== Directive ==
Copy each line below word for word, in the same order, leaving nothing out.

-------

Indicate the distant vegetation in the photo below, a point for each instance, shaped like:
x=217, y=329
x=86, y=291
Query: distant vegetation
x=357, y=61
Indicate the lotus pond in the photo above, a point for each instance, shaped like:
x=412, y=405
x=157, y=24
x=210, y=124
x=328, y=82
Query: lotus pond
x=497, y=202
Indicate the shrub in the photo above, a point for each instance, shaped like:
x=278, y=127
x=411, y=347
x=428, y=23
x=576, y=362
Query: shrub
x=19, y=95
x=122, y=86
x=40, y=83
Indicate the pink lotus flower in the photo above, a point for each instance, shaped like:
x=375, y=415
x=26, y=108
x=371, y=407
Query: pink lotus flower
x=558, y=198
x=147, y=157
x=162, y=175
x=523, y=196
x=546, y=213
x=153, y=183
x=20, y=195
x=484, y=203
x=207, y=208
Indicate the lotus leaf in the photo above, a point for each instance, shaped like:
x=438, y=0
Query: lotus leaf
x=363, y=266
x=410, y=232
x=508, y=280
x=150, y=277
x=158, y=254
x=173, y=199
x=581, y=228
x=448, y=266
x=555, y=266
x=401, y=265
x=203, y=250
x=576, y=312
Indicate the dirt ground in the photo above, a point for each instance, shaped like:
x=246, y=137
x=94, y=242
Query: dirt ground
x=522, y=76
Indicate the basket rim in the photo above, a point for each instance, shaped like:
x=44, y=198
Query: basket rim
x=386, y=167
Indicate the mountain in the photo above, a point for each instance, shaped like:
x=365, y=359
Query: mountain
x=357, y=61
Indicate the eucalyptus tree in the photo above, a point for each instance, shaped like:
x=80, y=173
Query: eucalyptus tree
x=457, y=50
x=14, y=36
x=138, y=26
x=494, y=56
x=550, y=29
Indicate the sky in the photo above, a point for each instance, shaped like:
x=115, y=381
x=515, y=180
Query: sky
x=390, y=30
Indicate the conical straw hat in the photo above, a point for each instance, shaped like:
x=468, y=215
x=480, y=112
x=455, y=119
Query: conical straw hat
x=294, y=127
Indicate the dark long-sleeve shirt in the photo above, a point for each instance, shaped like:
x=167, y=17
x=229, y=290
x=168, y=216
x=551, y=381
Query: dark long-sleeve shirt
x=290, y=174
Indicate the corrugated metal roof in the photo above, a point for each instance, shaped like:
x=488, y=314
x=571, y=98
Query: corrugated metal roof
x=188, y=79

-------

== Result of this exercise ==
Indicate the distant vegetation in the photo below, a point for each instance, shaped like:
x=217, y=329
x=86, y=291
Query: distant vegetation
x=357, y=61
Indicate the lotus pond in the photo above, a point for each instance, shaped like:
x=412, y=405
x=157, y=24
x=210, y=124
x=328, y=82
Query: lotus pond
x=497, y=202
Indicate the shrub in the photo above, a point for each instance, shaped like:
x=278, y=127
x=411, y=347
x=428, y=23
x=576, y=362
Query: shrub
x=19, y=95
x=122, y=86
x=40, y=83
Indicate the pink lotus flower in the photo above, a point for each instance, shaped like:
x=375, y=415
x=26, y=108
x=371, y=407
Query: pink lotus flower
x=558, y=198
x=147, y=157
x=162, y=175
x=523, y=196
x=546, y=213
x=153, y=183
x=20, y=195
x=484, y=203
x=207, y=208
Indicate the lotus leaf in the photo above, a point for each instance, shaped like:
x=438, y=0
Query: lotus leaf
x=363, y=266
x=410, y=232
x=508, y=280
x=150, y=277
x=158, y=254
x=173, y=199
x=581, y=228
x=448, y=266
x=555, y=266
x=401, y=265
x=203, y=250
x=576, y=312
Indicate the dirt ground in the photo above, a point for each instance, shaped like:
x=246, y=137
x=94, y=242
Query: dirt ground
x=522, y=76
Indicate the basket rim in the photo above, a point for each instance, shaped like:
x=44, y=198
Query: basket rim
x=386, y=167
Indicate the mountain in the photo above, a point for each instance, shaped like:
x=365, y=359
Query: mountain
x=357, y=61
Indicate the eucalyptus tree in the photo above, a point for each instance, shaped like:
x=80, y=173
Query: eucalyptus tree
x=457, y=50
x=14, y=36
x=138, y=26
x=494, y=56
x=550, y=29
Indicate the sky in the photo above, a point for each instance, shaped like:
x=115, y=381
x=515, y=180
Query: sky
x=390, y=30
Indicate the conical straw hat in the photo above, a point for each instance, shaped like:
x=468, y=215
x=480, y=112
x=455, y=119
Query: conical straw hat
x=294, y=127
Indicate the dark long-sleeve shirt in the photo above, a point for each instance, shaped like:
x=167, y=17
x=229, y=290
x=168, y=216
x=551, y=381
Query: dark long-sleeve shirt
x=290, y=174
Indicate the corrugated metal roof in the photo above, a point for each instance, shaped like:
x=488, y=314
x=571, y=98
Query: corrugated metal roof
x=188, y=79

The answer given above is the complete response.